- _Work order_
The entries that follow must be given again exactly, with no pictures kept.

(Point-per-instance localization data)
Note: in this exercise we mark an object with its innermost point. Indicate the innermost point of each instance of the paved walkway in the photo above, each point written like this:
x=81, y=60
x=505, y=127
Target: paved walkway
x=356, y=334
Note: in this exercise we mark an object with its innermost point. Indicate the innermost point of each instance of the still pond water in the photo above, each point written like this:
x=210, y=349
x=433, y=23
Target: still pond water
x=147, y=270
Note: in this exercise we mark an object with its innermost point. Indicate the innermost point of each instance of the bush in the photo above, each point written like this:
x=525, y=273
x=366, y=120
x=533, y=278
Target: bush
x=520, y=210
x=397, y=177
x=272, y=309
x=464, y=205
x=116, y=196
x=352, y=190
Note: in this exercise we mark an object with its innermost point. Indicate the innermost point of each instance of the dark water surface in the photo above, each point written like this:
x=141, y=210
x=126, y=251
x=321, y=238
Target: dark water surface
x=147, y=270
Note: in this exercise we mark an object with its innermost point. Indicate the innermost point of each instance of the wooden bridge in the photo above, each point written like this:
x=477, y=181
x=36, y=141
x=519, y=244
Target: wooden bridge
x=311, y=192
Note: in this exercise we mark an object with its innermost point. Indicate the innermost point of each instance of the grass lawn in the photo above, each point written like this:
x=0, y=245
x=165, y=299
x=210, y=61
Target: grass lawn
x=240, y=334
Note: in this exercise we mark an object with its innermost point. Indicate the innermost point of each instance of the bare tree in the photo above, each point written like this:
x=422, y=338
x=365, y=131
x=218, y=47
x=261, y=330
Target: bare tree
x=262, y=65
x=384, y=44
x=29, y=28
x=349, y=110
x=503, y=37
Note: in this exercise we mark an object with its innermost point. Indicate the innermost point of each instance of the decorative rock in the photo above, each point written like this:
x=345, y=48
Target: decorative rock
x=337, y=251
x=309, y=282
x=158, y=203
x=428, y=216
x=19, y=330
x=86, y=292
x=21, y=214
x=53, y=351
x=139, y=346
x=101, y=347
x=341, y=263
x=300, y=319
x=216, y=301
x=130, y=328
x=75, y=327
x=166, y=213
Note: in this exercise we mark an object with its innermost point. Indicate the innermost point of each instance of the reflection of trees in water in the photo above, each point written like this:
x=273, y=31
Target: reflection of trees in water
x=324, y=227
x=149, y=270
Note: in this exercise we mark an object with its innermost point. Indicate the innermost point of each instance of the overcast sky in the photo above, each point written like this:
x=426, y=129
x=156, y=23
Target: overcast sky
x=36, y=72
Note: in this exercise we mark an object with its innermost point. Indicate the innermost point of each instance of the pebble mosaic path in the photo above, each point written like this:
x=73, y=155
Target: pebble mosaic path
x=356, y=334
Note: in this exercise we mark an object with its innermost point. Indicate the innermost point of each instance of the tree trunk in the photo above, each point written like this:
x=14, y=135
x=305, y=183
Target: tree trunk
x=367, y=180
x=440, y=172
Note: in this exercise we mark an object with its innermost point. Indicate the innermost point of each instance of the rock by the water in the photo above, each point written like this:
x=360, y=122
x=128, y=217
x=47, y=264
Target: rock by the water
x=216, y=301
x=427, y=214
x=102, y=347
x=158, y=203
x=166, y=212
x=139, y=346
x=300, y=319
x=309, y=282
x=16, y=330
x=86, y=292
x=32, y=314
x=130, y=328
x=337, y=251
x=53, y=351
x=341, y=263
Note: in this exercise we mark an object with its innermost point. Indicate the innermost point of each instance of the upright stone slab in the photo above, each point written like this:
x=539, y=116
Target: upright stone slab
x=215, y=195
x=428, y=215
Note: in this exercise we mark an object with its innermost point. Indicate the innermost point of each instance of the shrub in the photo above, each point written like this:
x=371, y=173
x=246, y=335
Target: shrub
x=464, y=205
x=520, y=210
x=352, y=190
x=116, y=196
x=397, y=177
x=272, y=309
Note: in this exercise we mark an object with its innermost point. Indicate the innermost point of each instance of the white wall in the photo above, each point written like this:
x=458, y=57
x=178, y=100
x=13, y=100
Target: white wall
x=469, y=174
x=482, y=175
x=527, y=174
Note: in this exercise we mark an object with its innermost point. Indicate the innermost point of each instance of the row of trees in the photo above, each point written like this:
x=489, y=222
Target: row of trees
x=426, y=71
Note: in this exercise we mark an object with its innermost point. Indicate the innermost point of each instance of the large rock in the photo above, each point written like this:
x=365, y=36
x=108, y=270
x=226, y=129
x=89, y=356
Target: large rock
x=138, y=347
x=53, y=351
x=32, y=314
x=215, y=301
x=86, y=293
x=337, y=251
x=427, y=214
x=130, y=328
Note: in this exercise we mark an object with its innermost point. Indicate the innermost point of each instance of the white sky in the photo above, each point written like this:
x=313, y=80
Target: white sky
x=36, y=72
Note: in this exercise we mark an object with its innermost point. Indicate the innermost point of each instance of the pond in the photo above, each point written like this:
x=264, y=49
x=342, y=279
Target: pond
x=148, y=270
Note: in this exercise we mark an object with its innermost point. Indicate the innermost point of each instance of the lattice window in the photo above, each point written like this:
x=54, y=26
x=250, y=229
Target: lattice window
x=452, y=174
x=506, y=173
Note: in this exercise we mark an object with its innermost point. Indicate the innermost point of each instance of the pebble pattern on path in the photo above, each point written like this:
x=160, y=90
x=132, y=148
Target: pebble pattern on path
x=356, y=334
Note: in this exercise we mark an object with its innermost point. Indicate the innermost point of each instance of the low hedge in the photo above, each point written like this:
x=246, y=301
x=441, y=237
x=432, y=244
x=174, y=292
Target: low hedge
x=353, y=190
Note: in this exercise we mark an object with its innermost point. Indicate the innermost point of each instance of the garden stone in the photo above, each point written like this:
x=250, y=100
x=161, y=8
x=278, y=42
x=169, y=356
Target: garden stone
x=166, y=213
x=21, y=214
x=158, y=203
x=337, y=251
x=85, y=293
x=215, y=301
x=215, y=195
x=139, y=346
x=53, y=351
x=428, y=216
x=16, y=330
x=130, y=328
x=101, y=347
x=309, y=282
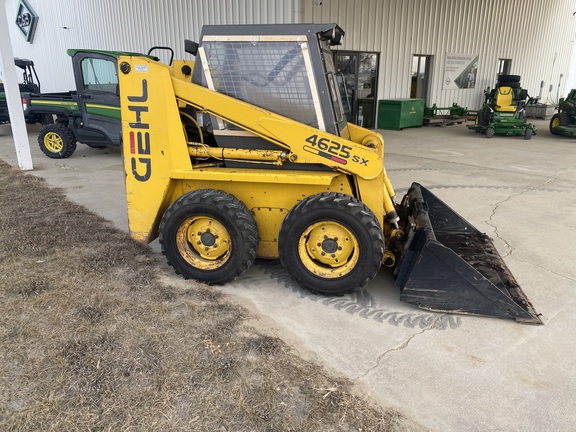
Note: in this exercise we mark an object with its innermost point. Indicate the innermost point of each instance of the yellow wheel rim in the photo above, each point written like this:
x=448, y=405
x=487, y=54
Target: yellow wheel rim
x=203, y=242
x=53, y=142
x=328, y=249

- _Solution for this exercise_
Note: in this exercise we mark an object with its innermost point. Indicate the innermost point of each instance of the paved walkway in the photo above, each point written like this:
x=81, y=60
x=505, y=127
Target: paved walkway
x=356, y=334
Note: in this exercise we mark an object with its innermost point. Indicate the innermost point of each instance of the still pond water in the photo above, each point written like this:
x=210, y=349
x=433, y=23
Target: still pond water
x=147, y=270
Note: in this exercise we mark an object with its innermost point. Indicate the innermost point of each instance of the bush in the photo above, each point written like this:
x=525, y=273
x=366, y=120
x=533, y=278
Target: bush
x=520, y=210
x=397, y=177
x=272, y=309
x=464, y=205
x=116, y=196
x=352, y=190
Note: in this exercise we mark an object with its innermost point. Indicate the innermost point of each instance of the dark water surface in the photo above, each point written like this:
x=141, y=210
x=126, y=251
x=321, y=238
Target: dark water surface
x=147, y=270
Note: in this exercise we mark an object with its innermost point. Indicate the innermost point of each instance of the wooden bridge in the photo above, each point written like this:
x=477, y=181
x=36, y=141
x=519, y=244
Target: wooden bridge
x=311, y=192
Note: in this exercise we mark an object with its innermost point. Indicate the innermost point of each instance of the grass lawn in the photo above, each point written like this:
x=0, y=245
x=165, y=299
x=210, y=61
Target: grass lawn
x=240, y=334
Note: in this exercise we mark an object with its innermost point. Indicate the innermost point of each instance of the bare tree in the photo above, each point written like this:
x=422, y=338
x=365, y=131
x=218, y=47
x=261, y=330
Target: bare tree
x=262, y=65
x=384, y=44
x=29, y=28
x=349, y=110
x=503, y=37
Note: in this exercise we mark an object with its innermost point. Indicate the innermost point of each instance of the decorative rock in the photo above, each point written like this:
x=345, y=48
Target: decorative rock
x=337, y=251
x=309, y=282
x=158, y=203
x=428, y=216
x=19, y=330
x=86, y=292
x=21, y=214
x=53, y=351
x=139, y=346
x=101, y=347
x=341, y=263
x=300, y=319
x=216, y=301
x=130, y=328
x=75, y=327
x=166, y=213
Note: in this exercise we mark an object with its innermost point. Indicate the innermost point of each instance of the reflection of trees in water in the photo above, each point written like this:
x=273, y=31
Target: reflection of trees in water
x=324, y=227
x=149, y=270
Note: in this exercise we mark an object with its innermost point. Indicate the innermost point of each instance of the overcast sky in the photo above, each point written like this:
x=426, y=129
x=156, y=23
Target: overcast sky
x=36, y=72
Note: in this exercise we mark an object with its innermost point. Indicate the innermost point of each instance of the pebble mosaic path in the photo above, each point written like this:
x=73, y=155
Target: pebble mosaic path
x=356, y=334
Note: in this exercise we mark an object with its innermost point. Indicate the innermost point of each instance of the tree trunk in the photo above, each point written like this:
x=14, y=135
x=305, y=183
Target: tree trunk
x=367, y=180
x=440, y=172
Note: in this exercise we mark an object with its innermost point. Indicate the innermost point of each instance of the rock by the water in the photo above, each point written like this:
x=360, y=122
x=128, y=217
x=47, y=264
Target: rock by the water
x=216, y=301
x=427, y=214
x=102, y=347
x=158, y=203
x=166, y=212
x=139, y=346
x=300, y=319
x=309, y=282
x=16, y=330
x=86, y=292
x=32, y=314
x=130, y=328
x=337, y=251
x=53, y=351
x=341, y=263
Note: in this exercise we mark an object with its innermost point. Indicate the innermost point of each instance of the upright stone slab in the photo above, each point written like this:
x=539, y=116
Target: upright stone slab
x=215, y=195
x=428, y=215
Note: in this exercise we mark an object with its innermost point. Indicate the innermost point of each instance of the shrub in the photo above, each point written like this:
x=371, y=173
x=246, y=335
Target: shrub
x=464, y=205
x=520, y=210
x=352, y=190
x=116, y=196
x=397, y=177
x=272, y=309
Note: in this exercise we mark an object with its innermost point. Indicate the innermost point of each instance of the white wall in the photo above, each point written like this:
x=458, y=57
x=178, y=100
x=13, y=100
Target: white wall
x=469, y=174
x=482, y=175
x=527, y=174
Note: in this exercise we mark an object with its innermost point. Indicate the innermost point of each instance of the row of trees in the photo above, each point written like this:
x=489, y=222
Target: row of trees
x=426, y=71
Note: in this exercise we mark an object with its innermost point. Indicate the innermost point of each instance of the large rock in the photo above, each point written like this:
x=365, y=36
x=108, y=270
x=226, y=129
x=89, y=356
Target: large rock
x=138, y=347
x=53, y=351
x=32, y=314
x=215, y=301
x=86, y=293
x=337, y=251
x=427, y=214
x=130, y=328
Note: in this exercise we mark an object with its innermost point. Indicate the innermost point of each instance of the white sky in the photo above, each point written like this:
x=313, y=80
Target: white sky
x=36, y=72
Note: in this exercise we mark an object with its innermost point. Indicate the innermost point of each instance of the pond in the photo above, each point written like this:
x=264, y=49
x=342, y=279
Target: pond
x=148, y=270
Note: in this exercise we mark an object with its innermost point. Indicate the innermost point of each instance of the lattice window in the photo above, each point written like this:
x=54, y=26
x=250, y=229
Target: lattice window
x=452, y=174
x=506, y=173
Note: in this exercise we mark an object with its innermost point. Indicate the innermost point of each instance of the pebble pattern on path in the photo above, each point written like this:
x=160, y=90
x=132, y=148
Target: pebble pattern on path
x=356, y=334
Note: in this exercise we mark an object with its innermost point. Indicate the innermost point of each instance of the low hedge in the photo above, each point written like this:
x=246, y=301
x=441, y=237
x=432, y=244
x=174, y=292
Target: low hedge
x=353, y=190
Note: in this exercise we mark an object with its innermost point. Indicate the innermost point of each instance of the garden stone in the photo above, each point written like this:
x=250, y=100
x=161, y=8
x=278, y=42
x=169, y=356
Target: garden stone
x=166, y=213
x=21, y=214
x=158, y=203
x=337, y=251
x=85, y=293
x=215, y=301
x=215, y=195
x=139, y=346
x=53, y=351
x=428, y=216
x=16, y=330
x=130, y=328
x=101, y=347
x=309, y=282
Note: in this exercise we mark an object with its innermost point. Indicate the innermost point of each instance of the yellow wheel rim in the photo above, each point written like this:
x=448, y=405
x=487, y=54
Target: yellow wheel rim
x=203, y=242
x=53, y=142
x=328, y=249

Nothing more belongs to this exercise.